▸ Extract
>>>>>

Assuming it was 2/3 goats, you have a 66% chance of picking a goat if you were to choose from 3 cards. WIth that in mind, if the host reveals one goat and leaves you with the chance to switch, statistically speaking, you were more likely to pick a goat from the beginning, so holding this original assumption, it's likely that you still have a goat now, thus, it is better to switch. Of course, this isn't 100% thus, sometimes you may be wrong, but in practice, switching will give you the win.
No, afterwards he says "Now knowing what you know, do you want to switch your choice". This negates the need to state in advance that he knows where the car is since the reason for switching remain the same.
it was more probable that he would pick the car, and it better illustrates his point, of course he's right, if you add in the fact that the host knows what is behind all 3 doors it can serve as a test, when presented to a person who is very smart, to determine whether they would react to a problem emotionally or using their math skills, as it was used in 21
If he shows you A MILLION doors. You pick door #18. The host opens 999,998 doors, leaving you with door #18 and door #134,523. Do you want to switch now? Obviously, yes. The chances you picked the right door out of a million was 1/1,000,000. Switching now will win you the car 999,999 times out of a million. It's the exact same problem, just re-stated a different way to make it more obvious that switching is the correct play.
Numb3rs was wrong. 21 was right. "I'm going to reveal to you one of the cards you did not choose" is NOT the same as a game show host's saying "I'm going to give you a little help and eliminate one of the wrong answers." That makes all the difference.

<<<<<

▸ Problem statement
Copy the Monty Hall thread from "No, afterwards he" up to and including "remain the same.". The material has nothing to do with the Monty Hall thread.

▸ Supplied information
>>>>>

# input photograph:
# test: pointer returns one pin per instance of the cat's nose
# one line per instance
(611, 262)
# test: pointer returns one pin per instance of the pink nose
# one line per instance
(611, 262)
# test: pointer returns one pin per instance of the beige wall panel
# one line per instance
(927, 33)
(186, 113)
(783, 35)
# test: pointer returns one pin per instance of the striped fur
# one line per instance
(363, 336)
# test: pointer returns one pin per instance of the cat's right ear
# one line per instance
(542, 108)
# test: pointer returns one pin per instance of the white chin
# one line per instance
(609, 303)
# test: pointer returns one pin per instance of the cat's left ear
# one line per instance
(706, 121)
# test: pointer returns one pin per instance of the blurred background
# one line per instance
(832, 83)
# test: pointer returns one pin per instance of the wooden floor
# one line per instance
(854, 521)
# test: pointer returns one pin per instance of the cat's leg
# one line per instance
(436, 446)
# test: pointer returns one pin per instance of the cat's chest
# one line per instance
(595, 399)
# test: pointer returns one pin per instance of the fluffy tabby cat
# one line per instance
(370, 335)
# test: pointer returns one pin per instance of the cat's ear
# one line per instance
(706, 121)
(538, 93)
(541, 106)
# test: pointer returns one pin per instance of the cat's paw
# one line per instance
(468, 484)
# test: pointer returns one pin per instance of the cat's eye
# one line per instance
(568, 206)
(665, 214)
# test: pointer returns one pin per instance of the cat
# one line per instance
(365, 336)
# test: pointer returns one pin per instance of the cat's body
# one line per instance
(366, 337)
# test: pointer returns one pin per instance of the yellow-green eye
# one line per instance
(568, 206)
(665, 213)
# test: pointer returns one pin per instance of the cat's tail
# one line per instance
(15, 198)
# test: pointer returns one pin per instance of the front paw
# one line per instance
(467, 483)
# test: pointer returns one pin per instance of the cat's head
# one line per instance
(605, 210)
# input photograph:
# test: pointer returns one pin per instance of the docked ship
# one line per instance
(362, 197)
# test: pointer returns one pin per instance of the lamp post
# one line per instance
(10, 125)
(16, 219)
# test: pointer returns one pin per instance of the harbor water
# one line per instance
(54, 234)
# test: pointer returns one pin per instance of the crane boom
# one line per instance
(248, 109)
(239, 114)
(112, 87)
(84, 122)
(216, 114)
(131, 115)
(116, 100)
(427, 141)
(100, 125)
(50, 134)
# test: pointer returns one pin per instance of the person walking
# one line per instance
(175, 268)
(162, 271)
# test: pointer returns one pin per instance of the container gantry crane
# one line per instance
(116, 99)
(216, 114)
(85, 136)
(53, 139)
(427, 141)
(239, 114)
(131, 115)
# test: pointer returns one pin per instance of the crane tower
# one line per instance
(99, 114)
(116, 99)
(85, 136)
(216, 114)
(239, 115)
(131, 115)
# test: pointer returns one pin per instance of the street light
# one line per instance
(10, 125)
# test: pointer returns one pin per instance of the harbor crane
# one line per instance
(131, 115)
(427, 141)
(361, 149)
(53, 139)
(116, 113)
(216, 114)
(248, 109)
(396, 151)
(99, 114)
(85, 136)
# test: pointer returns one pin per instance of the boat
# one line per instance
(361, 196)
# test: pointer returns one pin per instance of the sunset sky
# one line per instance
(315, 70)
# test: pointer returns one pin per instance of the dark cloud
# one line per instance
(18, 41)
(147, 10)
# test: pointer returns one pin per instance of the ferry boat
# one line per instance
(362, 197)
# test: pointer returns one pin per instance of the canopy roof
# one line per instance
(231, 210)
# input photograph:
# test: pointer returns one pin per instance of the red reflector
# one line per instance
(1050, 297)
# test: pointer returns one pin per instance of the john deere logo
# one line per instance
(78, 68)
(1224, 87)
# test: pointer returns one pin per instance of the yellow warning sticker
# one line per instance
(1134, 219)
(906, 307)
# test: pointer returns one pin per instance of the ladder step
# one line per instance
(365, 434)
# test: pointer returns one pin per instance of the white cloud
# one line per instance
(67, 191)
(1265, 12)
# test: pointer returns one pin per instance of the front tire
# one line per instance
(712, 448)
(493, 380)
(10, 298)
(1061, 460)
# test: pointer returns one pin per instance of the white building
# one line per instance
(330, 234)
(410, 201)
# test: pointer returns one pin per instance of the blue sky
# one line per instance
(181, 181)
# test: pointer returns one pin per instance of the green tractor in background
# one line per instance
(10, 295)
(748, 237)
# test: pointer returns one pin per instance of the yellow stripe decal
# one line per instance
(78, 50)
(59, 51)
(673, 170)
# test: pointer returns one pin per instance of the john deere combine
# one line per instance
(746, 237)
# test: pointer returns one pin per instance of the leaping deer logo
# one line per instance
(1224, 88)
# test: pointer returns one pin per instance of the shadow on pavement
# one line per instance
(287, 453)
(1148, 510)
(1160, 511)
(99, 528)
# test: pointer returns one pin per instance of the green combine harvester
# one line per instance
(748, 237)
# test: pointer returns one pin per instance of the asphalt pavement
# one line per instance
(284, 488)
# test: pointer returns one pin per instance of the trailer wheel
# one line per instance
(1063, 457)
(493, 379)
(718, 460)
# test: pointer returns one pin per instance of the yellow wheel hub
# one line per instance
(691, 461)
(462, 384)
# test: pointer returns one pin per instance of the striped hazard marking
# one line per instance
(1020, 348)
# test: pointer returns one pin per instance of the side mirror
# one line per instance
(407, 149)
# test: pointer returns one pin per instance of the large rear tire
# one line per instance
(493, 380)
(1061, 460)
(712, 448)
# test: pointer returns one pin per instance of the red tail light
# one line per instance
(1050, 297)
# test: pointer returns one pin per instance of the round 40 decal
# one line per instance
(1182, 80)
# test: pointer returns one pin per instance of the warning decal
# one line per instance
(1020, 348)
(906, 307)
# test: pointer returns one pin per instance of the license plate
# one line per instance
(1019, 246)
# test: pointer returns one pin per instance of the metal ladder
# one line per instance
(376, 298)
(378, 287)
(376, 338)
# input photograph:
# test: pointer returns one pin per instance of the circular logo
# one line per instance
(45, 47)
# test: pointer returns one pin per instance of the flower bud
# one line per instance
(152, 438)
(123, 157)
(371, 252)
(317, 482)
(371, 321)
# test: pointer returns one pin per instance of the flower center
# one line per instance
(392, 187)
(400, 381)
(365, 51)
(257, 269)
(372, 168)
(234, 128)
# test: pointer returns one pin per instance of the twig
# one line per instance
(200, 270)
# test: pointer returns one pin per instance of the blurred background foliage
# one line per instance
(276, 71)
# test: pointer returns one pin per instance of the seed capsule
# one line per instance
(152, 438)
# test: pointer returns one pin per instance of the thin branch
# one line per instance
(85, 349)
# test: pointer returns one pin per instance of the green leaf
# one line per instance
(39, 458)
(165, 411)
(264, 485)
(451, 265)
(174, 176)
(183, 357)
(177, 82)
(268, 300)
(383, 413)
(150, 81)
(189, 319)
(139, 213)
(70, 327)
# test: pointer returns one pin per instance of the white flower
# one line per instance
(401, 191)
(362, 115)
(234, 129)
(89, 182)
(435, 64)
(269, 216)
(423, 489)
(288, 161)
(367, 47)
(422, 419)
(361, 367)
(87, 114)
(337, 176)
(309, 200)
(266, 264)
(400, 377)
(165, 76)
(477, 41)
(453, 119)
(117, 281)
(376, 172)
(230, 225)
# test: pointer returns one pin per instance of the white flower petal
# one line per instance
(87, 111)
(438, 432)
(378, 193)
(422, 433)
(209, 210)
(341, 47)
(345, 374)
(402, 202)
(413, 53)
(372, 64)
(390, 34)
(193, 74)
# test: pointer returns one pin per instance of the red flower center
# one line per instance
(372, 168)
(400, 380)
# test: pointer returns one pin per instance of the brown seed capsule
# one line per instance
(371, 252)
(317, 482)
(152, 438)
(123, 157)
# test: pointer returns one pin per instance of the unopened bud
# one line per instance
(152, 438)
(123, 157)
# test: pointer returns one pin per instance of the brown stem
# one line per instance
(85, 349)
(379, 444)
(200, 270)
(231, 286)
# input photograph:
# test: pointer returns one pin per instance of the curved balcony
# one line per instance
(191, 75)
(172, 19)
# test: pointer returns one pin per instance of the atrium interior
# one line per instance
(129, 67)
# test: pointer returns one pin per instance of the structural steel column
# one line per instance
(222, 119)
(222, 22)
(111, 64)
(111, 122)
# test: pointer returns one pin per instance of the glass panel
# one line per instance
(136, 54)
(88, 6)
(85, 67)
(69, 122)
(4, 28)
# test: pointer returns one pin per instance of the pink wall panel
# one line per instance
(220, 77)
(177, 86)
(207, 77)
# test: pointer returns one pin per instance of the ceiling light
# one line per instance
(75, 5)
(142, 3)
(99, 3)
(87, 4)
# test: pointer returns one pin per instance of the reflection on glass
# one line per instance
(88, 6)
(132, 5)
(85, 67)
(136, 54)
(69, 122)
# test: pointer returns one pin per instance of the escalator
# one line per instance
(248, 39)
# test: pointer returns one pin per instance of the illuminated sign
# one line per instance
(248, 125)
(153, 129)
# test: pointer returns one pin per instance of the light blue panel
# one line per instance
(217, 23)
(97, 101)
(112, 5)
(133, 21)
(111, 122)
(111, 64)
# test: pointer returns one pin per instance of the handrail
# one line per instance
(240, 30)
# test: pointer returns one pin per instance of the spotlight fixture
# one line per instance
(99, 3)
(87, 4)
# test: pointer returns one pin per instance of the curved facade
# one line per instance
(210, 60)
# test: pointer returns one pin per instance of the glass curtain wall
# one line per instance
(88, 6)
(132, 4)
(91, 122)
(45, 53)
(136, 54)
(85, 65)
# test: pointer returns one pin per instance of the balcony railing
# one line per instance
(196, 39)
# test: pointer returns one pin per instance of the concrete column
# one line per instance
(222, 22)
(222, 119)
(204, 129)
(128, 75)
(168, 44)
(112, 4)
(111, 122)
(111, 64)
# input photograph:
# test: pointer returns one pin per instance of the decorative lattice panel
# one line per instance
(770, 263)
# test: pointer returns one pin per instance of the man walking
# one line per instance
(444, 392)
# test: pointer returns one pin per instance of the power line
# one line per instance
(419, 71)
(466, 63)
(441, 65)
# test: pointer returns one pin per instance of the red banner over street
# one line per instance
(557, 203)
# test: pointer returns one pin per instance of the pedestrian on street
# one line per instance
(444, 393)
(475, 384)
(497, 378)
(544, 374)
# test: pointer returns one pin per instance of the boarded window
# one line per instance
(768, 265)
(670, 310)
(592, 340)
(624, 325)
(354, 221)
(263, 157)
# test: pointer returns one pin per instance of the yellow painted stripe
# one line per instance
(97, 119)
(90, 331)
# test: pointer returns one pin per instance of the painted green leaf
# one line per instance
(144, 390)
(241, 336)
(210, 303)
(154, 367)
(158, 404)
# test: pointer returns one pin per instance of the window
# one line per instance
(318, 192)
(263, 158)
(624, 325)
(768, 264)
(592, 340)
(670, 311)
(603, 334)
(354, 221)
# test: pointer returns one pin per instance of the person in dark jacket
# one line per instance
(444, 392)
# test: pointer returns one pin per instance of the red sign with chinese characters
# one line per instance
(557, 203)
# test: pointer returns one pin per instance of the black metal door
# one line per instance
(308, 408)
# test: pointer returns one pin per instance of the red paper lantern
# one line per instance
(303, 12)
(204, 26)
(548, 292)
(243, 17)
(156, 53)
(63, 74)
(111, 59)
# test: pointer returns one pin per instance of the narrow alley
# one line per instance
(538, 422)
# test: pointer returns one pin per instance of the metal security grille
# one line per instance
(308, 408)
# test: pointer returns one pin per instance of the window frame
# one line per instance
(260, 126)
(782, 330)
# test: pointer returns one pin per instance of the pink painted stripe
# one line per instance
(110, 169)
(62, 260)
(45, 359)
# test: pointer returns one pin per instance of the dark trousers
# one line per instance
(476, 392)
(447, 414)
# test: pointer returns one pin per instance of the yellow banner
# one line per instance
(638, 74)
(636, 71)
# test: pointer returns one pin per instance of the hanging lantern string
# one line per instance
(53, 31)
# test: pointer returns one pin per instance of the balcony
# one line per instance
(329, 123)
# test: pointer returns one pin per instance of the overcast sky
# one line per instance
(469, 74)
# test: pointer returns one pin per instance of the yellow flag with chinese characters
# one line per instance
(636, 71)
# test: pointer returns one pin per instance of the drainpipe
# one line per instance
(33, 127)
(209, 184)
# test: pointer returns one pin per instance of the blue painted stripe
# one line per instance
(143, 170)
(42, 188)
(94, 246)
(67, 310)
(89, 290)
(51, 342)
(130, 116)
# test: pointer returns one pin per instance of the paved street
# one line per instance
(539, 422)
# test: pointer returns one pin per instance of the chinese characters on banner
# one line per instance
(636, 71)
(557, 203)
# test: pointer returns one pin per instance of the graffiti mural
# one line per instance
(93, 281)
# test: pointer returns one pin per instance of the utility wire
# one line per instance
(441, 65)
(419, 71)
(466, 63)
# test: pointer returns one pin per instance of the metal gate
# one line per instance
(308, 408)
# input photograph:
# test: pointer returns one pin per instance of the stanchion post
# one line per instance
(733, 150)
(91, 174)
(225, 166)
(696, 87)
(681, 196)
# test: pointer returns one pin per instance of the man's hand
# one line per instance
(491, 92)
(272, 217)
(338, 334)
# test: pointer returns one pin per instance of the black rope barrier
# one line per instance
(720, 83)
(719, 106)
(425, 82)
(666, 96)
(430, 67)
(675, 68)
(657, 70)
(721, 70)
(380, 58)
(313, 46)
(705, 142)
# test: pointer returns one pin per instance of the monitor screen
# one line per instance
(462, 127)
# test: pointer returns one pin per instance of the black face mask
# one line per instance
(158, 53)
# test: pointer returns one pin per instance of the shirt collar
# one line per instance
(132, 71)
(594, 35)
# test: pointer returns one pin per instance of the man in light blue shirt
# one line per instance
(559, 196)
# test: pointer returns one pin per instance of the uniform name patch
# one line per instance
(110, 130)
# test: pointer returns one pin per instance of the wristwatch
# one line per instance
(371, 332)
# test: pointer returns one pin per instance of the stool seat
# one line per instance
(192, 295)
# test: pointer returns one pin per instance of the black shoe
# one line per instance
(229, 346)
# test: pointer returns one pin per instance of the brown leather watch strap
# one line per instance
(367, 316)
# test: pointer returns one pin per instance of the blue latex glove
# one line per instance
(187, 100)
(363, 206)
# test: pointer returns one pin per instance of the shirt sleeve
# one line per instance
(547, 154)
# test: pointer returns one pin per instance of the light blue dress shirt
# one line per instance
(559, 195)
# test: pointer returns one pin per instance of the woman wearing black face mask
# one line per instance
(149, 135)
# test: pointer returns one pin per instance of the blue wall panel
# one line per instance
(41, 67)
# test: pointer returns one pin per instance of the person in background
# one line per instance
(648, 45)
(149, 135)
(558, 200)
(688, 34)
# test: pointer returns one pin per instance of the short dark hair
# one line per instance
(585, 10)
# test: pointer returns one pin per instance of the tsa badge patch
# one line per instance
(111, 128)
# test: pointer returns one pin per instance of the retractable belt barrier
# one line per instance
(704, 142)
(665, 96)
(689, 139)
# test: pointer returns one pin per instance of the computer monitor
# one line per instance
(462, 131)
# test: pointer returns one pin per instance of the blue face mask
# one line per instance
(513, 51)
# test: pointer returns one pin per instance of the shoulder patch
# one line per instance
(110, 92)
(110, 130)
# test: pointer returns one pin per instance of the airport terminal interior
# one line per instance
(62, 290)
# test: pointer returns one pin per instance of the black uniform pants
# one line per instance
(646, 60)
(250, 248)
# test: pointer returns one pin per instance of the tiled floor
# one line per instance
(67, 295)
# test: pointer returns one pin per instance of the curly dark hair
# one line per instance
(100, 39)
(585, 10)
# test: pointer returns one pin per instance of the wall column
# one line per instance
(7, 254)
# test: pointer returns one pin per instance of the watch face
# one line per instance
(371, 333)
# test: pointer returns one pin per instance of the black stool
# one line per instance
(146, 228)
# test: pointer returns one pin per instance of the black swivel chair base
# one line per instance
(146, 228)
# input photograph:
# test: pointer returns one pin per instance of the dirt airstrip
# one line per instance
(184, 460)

<<<<<

▸ Answer to this task
No, afterwards he says "Now knowing what you know, do you want to switch your choice". This negates the need to state in advance that he knows where the car is since the reason for switching remain the same.